*** Opening of Extract to read ***
Tuesday night, I drove two hours across Massachusetts on Route 2 and into Boston to see Don Henley play at an outdoor venue on the waterfront in 40-degrees and rain. He played all the songs I remember from the 80s, and (along with 5,000 other gray-haired aficionados) I stood and sang along with him. At one point, I turned to my friend Greg Leeds and said, “The guy’s voice never changes.”
Which got me thinking: the songs (the lyrics about memories and about loves lost; the blend of guitars and horns; and the long, sweeping choruses) sound the same. And so too does Don Henley –– that whiskey voice we all recognize instantly.
Voice, we talk about when discussing authors, is a writer’s DNA. I can take a paragraph from Annie Dillard, set it next to one from Alice Walker, and a reader will immediately be able to name the author of each paragraph.
So what is voice?
Technically, it’s the nuances of diction and syntax that roll into a sound/personality/persona on the page. I read somewhere that a writer finds his or her voice when they’ve written a stack of pages that exceeds their own height. I’ve also read that you know you’ve found your voice when you know it. I had that experience: seated in the damp basement of our first home early one morning, writing my third novel, I sat back and re-read the sentence I’d just written, realizing it sounded precisely as I’d hoped. To a guy who loves writing because you always feel like the dog chasing its own tail, this was a startling moment: I had produced one sentence that offered the absolute clarity I hoped for. (Hopefully, there have been a few more and others along the way.)
It was Hemingway, who, after all, also wrote, “All you have to do is write one true sentence. Write the truest sentence that you know.” Does truth equate to voice? Maybe not entirely. Consider James Crumley’s opening line to The Last Good Kiss (1978): “When I finally caught up with Abraham Trahearne, he was drinking beer with an alcoholic bulldog named Fireball Roberts in a ramshackle joint just outside Sonoma, California, drinking the heart right out of a fine spring afternoon.” We can examine the line for its rolling syntax, subordinate and main clauses, look at the clever adjectives, and as Billy Collins would say, “beat it with a hose.” But what’s the use? We know everything we need to know about the speaker, C.W. Sughrue, an alcoholic former military man now a private investigator. And we know a thing or two about his creator: Crumley’s voice –– cynical, observant, and lyrical –– appears in his opening line. You meet the writer, the speaker, and want to spend more time with both of them.
Which brings me back to Don Henley and Voice. We can all try new sounds. I’ve written from the perspective of men, women, children; tough guys and mothers; people who hold my political convictions, and those who do not. Yet in the end, I’m certain there are aspects of my syntax that does not vary. I wish I was as fluid as Crumley but admittedly am not. For, as Hemingway said, “We are all apprentices in a craft where no one ever becomes a master,” which keeps us all writing –– and searching for our own voices.
*** Close of Extract to read ***
*** Opening of Given information ***
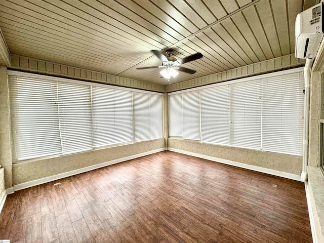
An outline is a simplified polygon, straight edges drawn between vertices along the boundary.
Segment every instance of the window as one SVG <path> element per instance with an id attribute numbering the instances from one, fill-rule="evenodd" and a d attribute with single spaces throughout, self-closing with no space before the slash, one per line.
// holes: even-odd
<path id="1" fill-rule="evenodd" d="M 230 86 L 232 92 L 230 144 L 261 148 L 261 82 L 257 79 Z"/>
<path id="2" fill-rule="evenodd" d="M 262 80 L 262 149 L 301 155 L 303 76 L 299 72 Z"/>
<path id="3" fill-rule="evenodd" d="M 162 97 L 134 93 L 135 140 L 136 142 L 161 138 Z"/>
<path id="4" fill-rule="evenodd" d="M 19 160 L 163 137 L 162 94 L 9 74 Z"/>
<path id="5" fill-rule="evenodd" d="M 182 137 L 182 94 L 169 96 L 169 135 Z"/>
<path id="6" fill-rule="evenodd" d="M 56 82 L 12 76 L 10 82 L 18 157 L 61 153 Z"/>
<path id="7" fill-rule="evenodd" d="M 201 91 L 201 140 L 218 144 L 229 144 L 228 86 Z"/>
<path id="8" fill-rule="evenodd" d="M 94 147 L 133 140 L 132 99 L 130 91 L 92 88 Z"/>
<path id="9" fill-rule="evenodd" d="M 64 154 L 92 148 L 90 87 L 58 83 L 59 120 Z"/>
<path id="10" fill-rule="evenodd" d="M 169 135 L 301 155 L 303 82 L 291 70 L 169 94 Z"/>

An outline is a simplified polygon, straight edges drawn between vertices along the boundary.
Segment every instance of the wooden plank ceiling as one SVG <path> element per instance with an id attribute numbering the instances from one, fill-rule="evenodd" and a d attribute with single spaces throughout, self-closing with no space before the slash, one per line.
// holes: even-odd
<path id="1" fill-rule="evenodd" d="M 315 0 L 0 0 L 11 53 L 167 85 L 151 50 L 201 52 L 172 83 L 290 54 Z M 0 63 L 1 64 L 1 63 Z"/>

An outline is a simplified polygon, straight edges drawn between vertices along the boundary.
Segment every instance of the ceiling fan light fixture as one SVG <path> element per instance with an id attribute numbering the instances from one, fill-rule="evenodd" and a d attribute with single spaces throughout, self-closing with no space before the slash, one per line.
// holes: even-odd
<path id="1" fill-rule="evenodd" d="M 170 68 L 169 70 L 169 73 L 170 74 L 170 76 L 173 76 L 173 77 L 176 77 L 179 74 L 179 72 L 176 71 L 176 69 L 173 68 Z"/>
<path id="2" fill-rule="evenodd" d="M 170 77 L 176 77 L 178 74 L 179 74 L 179 72 L 176 71 L 173 68 L 168 68 L 166 69 L 163 69 L 162 71 L 160 72 L 160 74 L 166 78 L 170 78 Z"/>

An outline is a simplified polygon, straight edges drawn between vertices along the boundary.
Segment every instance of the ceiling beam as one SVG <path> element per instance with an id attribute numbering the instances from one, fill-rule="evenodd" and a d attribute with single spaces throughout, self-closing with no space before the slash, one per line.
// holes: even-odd
<path id="1" fill-rule="evenodd" d="M 11 66 L 10 52 L 6 43 L 1 29 L 0 29 L 0 58 L 4 60 L 7 66 Z"/>
<path id="2" fill-rule="evenodd" d="M 161 50 L 159 52 L 162 52 L 163 53 L 164 52 L 165 52 L 165 51 L 166 51 L 168 49 L 170 49 L 170 48 L 172 48 L 173 47 L 176 47 L 177 45 L 182 43 L 183 42 L 187 40 L 187 39 L 190 38 L 191 37 L 192 37 L 192 36 L 194 36 L 195 35 L 196 35 L 196 34 L 204 31 L 204 30 L 206 30 L 206 29 L 209 29 L 210 28 L 212 28 L 213 26 L 214 26 L 214 25 L 215 25 L 216 24 L 220 23 L 221 22 L 224 21 L 224 20 L 228 19 L 228 18 L 230 18 L 232 16 L 234 15 L 235 14 L 237 14 L 237 13 L 239 13 L 241 11 L 242 11 L 243 10 L 244 10 L 245 9 L 249 8 L 251 6 L 253 6 L 254 5 L 255 5 L 255 4 L 256 4 L 258 2 L 259 2 L 260 0 L 255 0 L 254 1 L 253 1 L 252 2 L 251 2 L 250 4 L 247 4 L 246 5 L 243 6 L 242 8 L 240 8 L 236 10 L 235 10 L 235 11 L 231 13 L 230 14 L 228 14 L 227 15 L 224 16 L 222 18 L 221 18 L 220 19 L 216 20 L 216 21 L 212 23 L 211 24 L 207 25 L 207 26 L 204 27 L 204 28 L 202 28 L 202 29 L 199 29 L 199 30 L 196 31 L 195 32 L 190 34 L 190 35 L 186 37 L 185 38 L 184 38 L 182 39 L 181 39 L 180 40 L 179 40 L 178 42 L 172 45 L 171 46 L 167 47 L 167 48 Z M 124 70 L 123 71 L 119 72 L 119 73 L 118 73 L 117 74 L 117 75 L 118 75 L 119 74 L 121 74 L 122 73 L 123 73 L 123 72 L 126 72 L 127 71 L 128 71 L 130 69 L 131 69 L 132 68 L 137 67 L 137 66 L 139 66 L 140 65 L 141 65 L 142 63 L 146 62 L 146 61 L 147 61 L 148 60 L 150 59 L 151 58 L 152 58 L 153 57 L 155 57 L 155 55 L 153 55 L 153 56 L 151 56 L 150 57 L 146 58 L 146 59 L 145 59 L 143 61 L 142 61 L 141 62 L 139 62 L 138 63 L 137 63 L 137 64 L 134 65 L 134 66 L 127 68 L 127 69 Z"/>

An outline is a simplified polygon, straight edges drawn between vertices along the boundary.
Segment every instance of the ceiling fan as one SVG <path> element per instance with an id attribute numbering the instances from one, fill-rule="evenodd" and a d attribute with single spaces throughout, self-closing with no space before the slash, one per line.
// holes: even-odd
<path id="1" fill-rule="evenodd" d="M 196 71 L 195 70 L 180 67 L 180 65 L 202 57 L 202 54 L 198 52 L 195 54 L 191 55 L 191 56 L 181 59 L 176 60 L 174 57 L 172 57 L 172 54 L 173 54 L 173 50 L 172 49 L 167 50 L 166 51 L 167 56 L 165 56 L 157 50 L 152 50 L 151 52 L 156 56 L 158 59 L 162 61 L 162 65 L 152 67 L 138 67 L 136 69 L 140 70 L 150 68 L 164 68 L 164 69 L 160 72 L 160 73 L 164 77 L 169 79 L 169 83 L 171 76 L 175 77 L 179 74 L 177 70 L 191 74 L 195 73 Z"/>

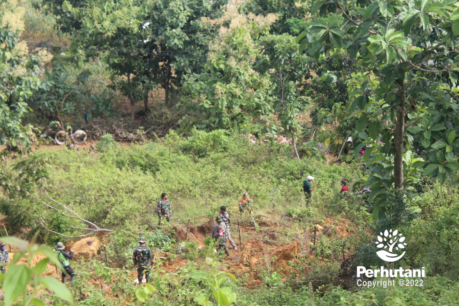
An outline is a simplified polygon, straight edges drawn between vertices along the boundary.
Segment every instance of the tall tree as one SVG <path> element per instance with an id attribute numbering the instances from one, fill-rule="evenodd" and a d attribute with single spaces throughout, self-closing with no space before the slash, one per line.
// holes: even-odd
*** Close of Given information ***
__Instructions to follow__.
Extract the passage of the essay on a writer's voice between "Tuesday night, I" and "what is voice?", inclusive, copying it word for word.

__Response box__.
Tuesday night, I drove two hours across Massachusetts on Route 2 and into Boston to see Don Henley play at an outdoor venue on the waterfront in 40-degrees and rain. He played all the songs I remember from the 80s, and (along with 5,000 other gray-haired aficionados) I stood and sang along with him. At one point, I turned to my friend Greg Leeds and said, “The guy’s voice never changes.”
Which got me thinking: the songs (the lyrics about memories and about loves lost; the blend of guitars and horns; and the long, sweeping choruses) sound the same. And so too does Don Henley –– that whiskey voice we all recognize instantly.
Voice, we talk about when discussing authors, is a writer’s DNA. I can take a paragraph from Annie Dillard, set it next to one from Alice Walker, and a reader will immediately be able to name the author of each paragraph.
So what is voice?